**Directions for this task**
Copy whichever lines of the data hold the word "rooftop".

**Material shown**

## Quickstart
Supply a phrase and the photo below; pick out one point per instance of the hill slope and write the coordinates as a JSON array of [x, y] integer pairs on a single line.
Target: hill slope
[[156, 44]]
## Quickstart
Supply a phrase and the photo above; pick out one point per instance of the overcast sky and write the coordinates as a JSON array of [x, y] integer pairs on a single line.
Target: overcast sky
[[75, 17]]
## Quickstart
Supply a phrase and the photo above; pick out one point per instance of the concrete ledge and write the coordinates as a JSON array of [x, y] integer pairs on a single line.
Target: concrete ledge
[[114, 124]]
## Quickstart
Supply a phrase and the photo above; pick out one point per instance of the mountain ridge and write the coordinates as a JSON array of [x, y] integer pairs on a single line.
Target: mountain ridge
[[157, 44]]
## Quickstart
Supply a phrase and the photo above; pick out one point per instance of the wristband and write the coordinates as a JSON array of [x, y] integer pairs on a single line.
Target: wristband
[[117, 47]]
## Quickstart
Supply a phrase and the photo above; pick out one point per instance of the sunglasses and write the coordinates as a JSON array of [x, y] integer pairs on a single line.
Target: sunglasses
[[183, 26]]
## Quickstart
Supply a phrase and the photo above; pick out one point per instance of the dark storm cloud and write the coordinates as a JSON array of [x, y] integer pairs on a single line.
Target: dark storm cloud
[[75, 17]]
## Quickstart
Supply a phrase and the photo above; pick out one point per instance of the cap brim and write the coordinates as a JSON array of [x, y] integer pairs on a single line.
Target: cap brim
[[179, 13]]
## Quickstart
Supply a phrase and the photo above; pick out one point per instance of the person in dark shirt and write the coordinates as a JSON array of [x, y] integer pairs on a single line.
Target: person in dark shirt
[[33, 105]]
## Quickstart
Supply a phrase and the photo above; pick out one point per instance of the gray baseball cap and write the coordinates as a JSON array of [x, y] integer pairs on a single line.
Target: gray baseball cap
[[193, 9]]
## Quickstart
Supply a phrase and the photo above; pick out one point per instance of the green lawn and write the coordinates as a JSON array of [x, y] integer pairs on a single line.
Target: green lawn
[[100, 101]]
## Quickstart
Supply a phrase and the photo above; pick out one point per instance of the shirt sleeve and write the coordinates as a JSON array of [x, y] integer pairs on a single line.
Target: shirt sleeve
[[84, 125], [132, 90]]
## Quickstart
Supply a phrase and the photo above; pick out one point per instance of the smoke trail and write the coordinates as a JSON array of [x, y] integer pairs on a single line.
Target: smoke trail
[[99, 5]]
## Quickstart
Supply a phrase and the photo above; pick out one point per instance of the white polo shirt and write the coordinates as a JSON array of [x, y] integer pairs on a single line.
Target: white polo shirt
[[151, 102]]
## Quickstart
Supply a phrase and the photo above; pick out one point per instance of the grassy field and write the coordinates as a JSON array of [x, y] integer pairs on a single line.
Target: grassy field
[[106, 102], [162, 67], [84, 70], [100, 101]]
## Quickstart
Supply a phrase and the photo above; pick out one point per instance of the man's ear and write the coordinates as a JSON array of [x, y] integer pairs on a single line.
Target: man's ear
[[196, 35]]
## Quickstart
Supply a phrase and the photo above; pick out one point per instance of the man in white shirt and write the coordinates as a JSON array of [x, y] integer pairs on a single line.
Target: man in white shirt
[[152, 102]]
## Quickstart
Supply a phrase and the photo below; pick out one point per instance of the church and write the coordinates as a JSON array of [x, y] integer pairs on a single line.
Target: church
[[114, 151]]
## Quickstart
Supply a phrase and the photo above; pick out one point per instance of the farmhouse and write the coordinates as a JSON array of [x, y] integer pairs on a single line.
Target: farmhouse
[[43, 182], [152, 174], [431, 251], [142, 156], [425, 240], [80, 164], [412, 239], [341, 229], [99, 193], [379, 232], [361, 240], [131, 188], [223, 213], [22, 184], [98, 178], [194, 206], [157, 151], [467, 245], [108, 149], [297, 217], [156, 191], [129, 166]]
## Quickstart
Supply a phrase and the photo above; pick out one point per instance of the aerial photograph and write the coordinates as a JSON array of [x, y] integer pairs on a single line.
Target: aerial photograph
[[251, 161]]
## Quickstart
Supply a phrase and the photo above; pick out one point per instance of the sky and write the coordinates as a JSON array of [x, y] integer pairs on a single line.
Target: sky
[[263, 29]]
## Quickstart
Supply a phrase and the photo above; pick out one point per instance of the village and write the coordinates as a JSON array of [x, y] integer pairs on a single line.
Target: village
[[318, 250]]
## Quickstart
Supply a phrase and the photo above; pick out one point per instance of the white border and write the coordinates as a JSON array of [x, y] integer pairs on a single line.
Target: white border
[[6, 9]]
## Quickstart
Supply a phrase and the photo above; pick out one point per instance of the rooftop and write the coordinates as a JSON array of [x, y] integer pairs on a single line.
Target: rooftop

**Solved exercise**
Supply a phrase and the photo above; pick out one point per instance of the rooftop and write the coordinates as a JSON array of [x, y] integer pairs on a single line.
Target: rooftop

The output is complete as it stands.